ESTRATTO
--

Sei mesi di Spalletti e diciotto (circa) di Suning, con un’oggettiva difficoltà nel delineare il presente il futuro di squadra e società. Dal punto di vista tecnico Spalletti ha svolto un lavoro importante, da quello mentale persino eccellente, almeno fino a dicembre. Rosa corta, pochi ricambi validi e stagione che possiamo riassumere con un voto positivo ma non ancora rassicurante. L’allenatore, a prescindere dai difetti, ha il piglio giusto ed è il miglior investimento fatto dalla società, dopo anni di scelte indecise e scommesse in panchina.

--

OBIETTIVO
Secondo l'estratto, quale è stato il miglior investimento fatto dalla società?

Righe di etichettatura delle forme
--

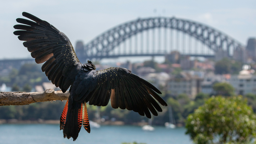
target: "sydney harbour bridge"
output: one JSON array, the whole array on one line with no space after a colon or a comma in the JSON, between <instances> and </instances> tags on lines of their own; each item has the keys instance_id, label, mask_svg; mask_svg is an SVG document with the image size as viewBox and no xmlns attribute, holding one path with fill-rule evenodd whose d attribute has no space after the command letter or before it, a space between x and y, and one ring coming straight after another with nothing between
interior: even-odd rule
<instances>
[{"instance_id":1,"label":"sydney harbour bridge","mask_svg":"<svg viewBox=\"0 0 256 144\"><path fill-rule=\"evenodd\" d=\"M231 37L206 25L175 17L158 17L138 18L118 25L85 44L78 42L75 51L84 63L88 59L164 56L174 51L183 55L206 58L236 55L240 57L237 55L244 48ZM0 60L0 69L10 66L18 68L28 63L35 61Z\"/></svg>"},{"instance_id":2,"label":"sydney harbour bridge","mask_svg":"<svg viewBox=\"0 0 256 144\"><path fill-rule=\"evenodd\" d=\"M87 44L77 42L80 59L163 56L173 51L183 55L233 56L244 46L227 35L199 22L158 17L138 18L115 27ZM82 60L84 61L84 60Z\"/></svg>"}]
</instances>

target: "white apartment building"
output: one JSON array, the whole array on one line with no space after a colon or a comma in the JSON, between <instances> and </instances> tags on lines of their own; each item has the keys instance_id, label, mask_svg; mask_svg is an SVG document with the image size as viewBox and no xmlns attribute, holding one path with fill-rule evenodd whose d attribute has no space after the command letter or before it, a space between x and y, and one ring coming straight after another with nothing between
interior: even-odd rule
<instances>
[{"instance_id":1,"label":"white apartment building","mask_svg":"<svg viewBox=\"0 0 256 144\"><path fill-rule=\"evenodd\" d=\"M256 94L256 75L253 75L252 72L254 71L243 70L239 75L231 76L229 82L235 88L237 94Z\"/></svg>"},{"instance_id":2,"label":"white apartment building","mask_svg":"<svg viewBox=\"0 0 256 144\"><path fill-rule=\"evenodd\" d=\"M171 78L167 83L167 87L172 94L186 94L190 99L194 99L201 91L201 83L203 80L198 76L182 72L180 75Z\"/></svg>"}]
</instances>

--

LA RISPOSTA
L'allenatore.